• **WORK REQUIRED**
Rewrite the entries below, substituting "image" for every occurrence of "screenshot" and leaving everything else unchanged. Leave out the pictures.

• **RECORDS SUPPLIED**
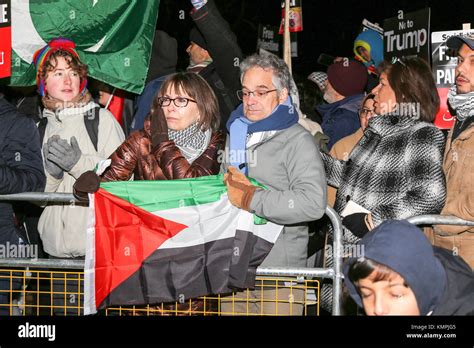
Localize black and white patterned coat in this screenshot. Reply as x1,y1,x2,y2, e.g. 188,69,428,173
323,115,446,226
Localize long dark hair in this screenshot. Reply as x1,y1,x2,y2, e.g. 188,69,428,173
382,57,439,123
150,72,220,131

• **OUTPUT BELOW**
Localize black and white patterned coat in this image. Reply as x1,y1,x2,y2, e.g. 188,69,428,173
323,115,446,226
Localize long dark hair in this image. Reply as x1,y1,x2,y2, e.g. 188,69,428,173
382,57,439,123
150,72,220,131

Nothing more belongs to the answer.